— start of Excerpt provided —

Odianosen25 / Monitor-App

Appdaemon App for Andrew's Monitor Presence Detection System
74 stars 9 forks source link

AppDaemon starvation #45

Closed bemilicus closed 4 years ago

bemilicus commented 4 years ago

Hello i'm in the phase of testing the app now.

Simply added the app to AppDaemon with very basic configuration (2 monitor nodes). After a while (more or less 1 day), the app seems to crash and cause AD starvation. Below a portion of the logs and my conf. This is the only appdaemon app running on my system at the moment.

Thank you

appdaemon_logs.txt config.txt

Odianosen25 commented 4 years ago

Hello @bemilicus,

Hmm that’s an interesting error message, never came across it before. This doesn’t seem like the whole log. It will be nice if I can get the error logs so can determine where it all began. Can I have it pls?

Regards

bemilicus commented 4 years ago

Hello @Odianosen25 the logs i've attached seems to cycle again and again - hence i've cutted it at a certain point ;-). The app seems to hang ot crash every day with no apparent logic. If it can be of some help two more details: 1) every day, i put my phone in plane mode before go to bed 2) during these tests, i shutdown one of the two monitor node (the night one - so not the main node)

— end of Excerpt provided —
— start of Given records —

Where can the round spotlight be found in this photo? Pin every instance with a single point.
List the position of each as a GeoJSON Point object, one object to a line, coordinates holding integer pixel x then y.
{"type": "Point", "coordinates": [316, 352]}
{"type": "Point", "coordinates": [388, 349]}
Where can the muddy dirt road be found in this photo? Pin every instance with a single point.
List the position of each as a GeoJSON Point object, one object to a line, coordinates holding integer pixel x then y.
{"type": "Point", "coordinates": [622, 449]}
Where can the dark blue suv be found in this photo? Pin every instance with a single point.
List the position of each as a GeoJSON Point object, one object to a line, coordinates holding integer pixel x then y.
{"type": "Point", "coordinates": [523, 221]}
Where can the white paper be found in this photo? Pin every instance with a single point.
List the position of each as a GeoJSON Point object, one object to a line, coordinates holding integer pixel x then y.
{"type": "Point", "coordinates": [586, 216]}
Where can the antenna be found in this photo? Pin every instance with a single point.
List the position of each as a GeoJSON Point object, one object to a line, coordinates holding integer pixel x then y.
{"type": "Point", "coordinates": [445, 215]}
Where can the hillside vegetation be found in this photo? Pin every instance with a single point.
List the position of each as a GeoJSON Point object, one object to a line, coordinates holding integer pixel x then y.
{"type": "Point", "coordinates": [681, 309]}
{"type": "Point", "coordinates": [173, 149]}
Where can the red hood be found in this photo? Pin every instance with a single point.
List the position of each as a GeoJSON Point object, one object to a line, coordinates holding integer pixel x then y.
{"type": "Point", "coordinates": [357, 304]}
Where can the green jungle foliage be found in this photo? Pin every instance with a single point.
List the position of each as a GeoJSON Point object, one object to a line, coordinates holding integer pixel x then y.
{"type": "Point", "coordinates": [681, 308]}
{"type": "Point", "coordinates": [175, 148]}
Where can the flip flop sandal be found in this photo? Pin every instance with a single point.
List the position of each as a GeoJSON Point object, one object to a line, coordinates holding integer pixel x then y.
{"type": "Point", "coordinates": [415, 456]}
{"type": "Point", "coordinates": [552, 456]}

— end of Given records —

§ **Task requirements**:
A: Using the issue thread about AppDaemon starvation, say whether each statement agrees with it. Answer yes or no for each, and quote the words from the thread that decide it.
(i) The app crashed within the first hour of testing.
(ii) The Monitor app was the only AppDaemon app running on the system.
(iii) The node shut down during the tests was the main node.
B: Carry on the issue thread about AppDaemon starvation from the point where it ends.
The records are separate from the issue thread and have nothing to do with it.

§ **Expected responses**:
A:
(i) No: "After a while (more or less 1 day), the app seems to crash and cause AD starvation."
(ii) Yes: "This is the only appdaemon app running on my system at the moment."
(iii) No: "(the night one - so not the main node)"

B:
Also i've found further logs (error logs) that i attach here: presence_app_errors.txt

hope this help

Bye!

Odianosen25 commented 4 years ago

Hello @bemilicus,

Just pushed some updated to dev, please try and and let me know if it fixes your issue.

Thanks

bemilicus commented 4 years ago

Thank you i'll keep you updated in few days!

Regards

bemilicus commented 4 years ago

Hello Odianosen25, after few days of testing, the app seems to work fine now, so your fix solved the issue (at least i think from what i see in the logs ;-)

Thank you very much!

Regards

Odianosen25 commented 4 years ago

Oh that’s great to hear @bemilicus and thanks for reporting back. Will close does now and reopen if need be.

Regards

bemilicus commented 4 years ago

Hello @Odianosen25, unfortunately it seems i spoke too soon... ;-( Just the day after i wrote, the app went to starvation again. I attach the logs - let me know if you need further infos. I'm on the latest hassos rpi image (32bit) with latest hassio and latest ad.

logs.txt

Thank you

Odianosen25 commented 4 years ago

Hmmm @bemilicus there must be some bad ass issue for it to be killing the thread, can I have the error logs pls?

Thanks

bemilicus commented 4 years ago

Yes! sure! just created the file here below... ;-) i truncated the file at some point since there were errors from 08th april...

err_logs.txt

Regards

Odianosen25 commented 4 years ago

@bemilicus, please try the latest update.

The issue I found in some of your error logs, it seems like the app didn't start properly in the first place. So when you update, pls keep a good eye at any errors that might come up at startup.

Regards

bemilicus commented 4 years ago

Thank you @Odianosen25 i'll keep you informed should any error come up.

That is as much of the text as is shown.